__Requirement A__: Summarize the excerpt on ICAM-1 and the radiotherapy abscopal effect in two sentences.
__Requirement B__: In the excerpt on ICAM-1 and the radiotherapy abscopal effect, which two preclinical animal models were used?
__Requirement C__: According to the excerpt on ICAM-1 and the radiotherapy abscopal effect, why is the team developing new PET imaging probes specific to human ICAM-1?
Segment Start: Excerpt
There is now evidence that, besides ablation of irradiated tumors, RT has a systemic abscopal inhibitory effect on nonirradiated lesions, the harnessing of which could systemically eliminate metastatic lesions disseminated beyond the radiation field.
In their new PNAS study, Liu and his team demonstrated that ICAM-1, an inducible glycoprotein member of the immunoglobulin superfamily, was upregulated in nonirradiated tumors responsive to RT.
"According to our proteomics results and those of ICAM-1-targeted near-infrared fluorescence (NIRF) imaging, ICAM-1 expression levels in nonirradiated tumors responsive to RT were approximately two-fold higher than in nonirradiated tumors unresponsive to RT," said Liu.
"The differences between the two groups can be sensitively detected by ICAM-1-targeted imaging, which can be used to predict the abscopal effect before tumor size divergence."
The researchers then showed that ICAM-1 expression could be noninvasively detected by optical imaging and PET in two preclinical animal models, using newly synthesized NIRF dye and 64Cu-labeled imaging probes.
The authors tested their idea in two preclinical animal models: a 4T1 murine breast tumor model and a CT26 murine colon tumor model.
"To investigate whether noninvasive imaging could be used for in vivo ICAM-1 imaging, we synthesized the optical and PET imaging probes in this study," he explained.
"These probes were specific to murine ICAM-1 and can only be used to detect ICAM-1 in mouse models, so to facilitate clinical translation, we are now developing novel human ICAM-1-specific PET imaging probes in our lab."
Importantly, expression levels of ICAM-1 determined by quantitative PET imaging showed a strong negative linear correlation with growth of nonirradiated tumors.
"We found a negative correlation between tumor uptake of the ICAM-1-targeted probe on day 12 and the relative tumor volume changes 8 days later, suggesting the response of non-irradiated tumors to RT or combined RT therapy could be predicted early by ICAM-1 PET imaging," said Liu.
This is important, as "early prediction and precise monitoring of the abscopal effect of RT would facilitate patient stratification and help in designing optimal combination regimens," he said.
Moreover, genetic or pharmacologic upregulation of ICAM-1 expression by either an intratumoral injection of engineered recombinant adenovirus or systemic administration of a Toll-like receptor 7 agonist-capsulated nanodrug, were shown to induce markedly increased abscopal responses in local RT in the two animal models.
"These results show that ICAM-1 upregulation could augment he RT-induced abscopal effect, which suggests that ICAM-1 is a target to improve systemic antitumor effects of RT and may facilitate drug development," Liu said.
"For example, PET imaging of ICAM-1 expression levels may allow potential high-throughput screening of current or novel drugs to be used in combination with RT to achieve desired antitumor therapeutic outcomes that eliminate both primary and metastatic lesions."
Mechanistic studies revealed that ICAM-1 expression could enhance both the activation and tumor infiltration of CD8+ killer T cells to improve the responses of the non-irradiated tumors to RT.
Together, these findings suggest that noninvasive PET imaging of ICAM-1 expression could be a powerful means to predict the responses of non-irradiated tumors to RT, which could facilitate use of new combination RT strategies for effective ablation of primary and disseminated lesions.
"We have demonstrated that ICAM-1 upregulation is a potential biomarker for the RT-induced abscopal effect, predicting the response of metastatic lesions to RT by PET monitoring of ICAM-1 expression in the clinic," concluded Liu.
"ICAM-1 represents an attractive target for interventions to amplify the abscopal response of RT, which may guide the optimization of radiation doses, fractionation and combined therapy," he said.
"We are now developing new clinically applicable PET imaging probes targeting human ICAM-1, and we hope that PET of ICAM-1 expression using these can guide RT combination therapy in the clinic, to better serve cancer patients."
Segment End: Excerpt
Segment Start: Entries shown
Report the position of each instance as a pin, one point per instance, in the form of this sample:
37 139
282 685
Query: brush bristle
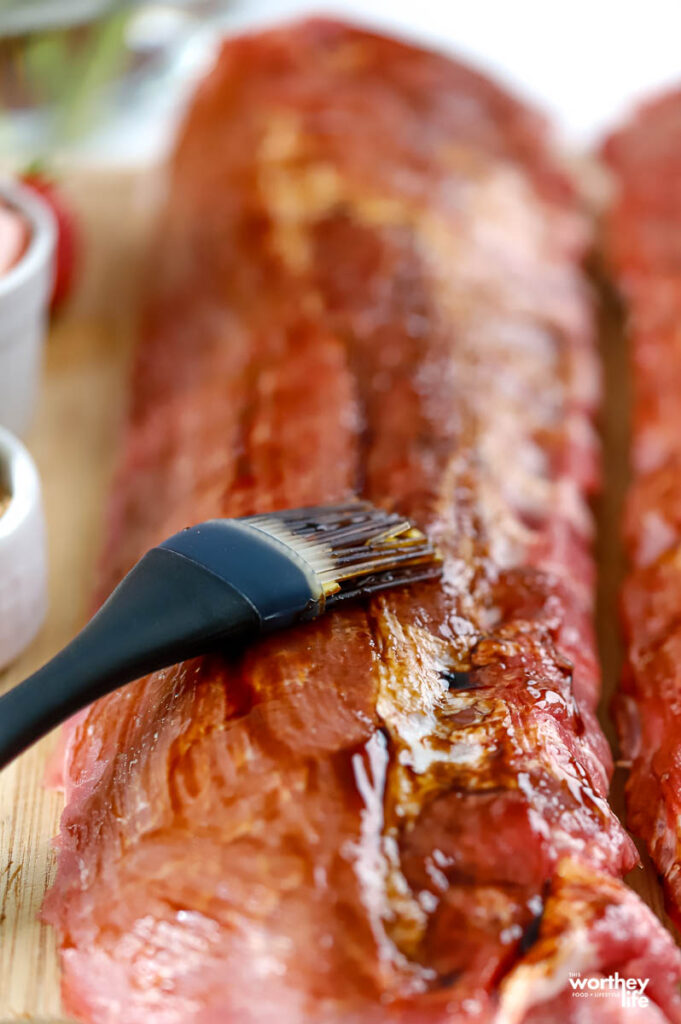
354 548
Segment End: Entries shown
__Result A__: Liu's team found that ICAM-1 was upregulated in nonirradiated tumors that responded to radiotherapy, and in two mouse tumor models, ICAM-1 levels measured by PET imaging showed a strong negative correlation with the growth of those tumors, so imaging could predict the abscopal effect early. Raising ICAM-1 expression genetically or pharmacologically markedly increased abscopal responses by enhancing the activation and tumor infiltration of CD8+ killer T cells, and the team is now developing PET probes for human ICAM-1.

__Result B__: A 4T1 murine breast tumor model and a CT26 murine colon tumor model.

__Result C__: The probes used in the study were specific to murine ICAM-1 and could only detect ICAM-1 in mouse models. Human ICAM-1-specific probes are needed to make clinical translation possible.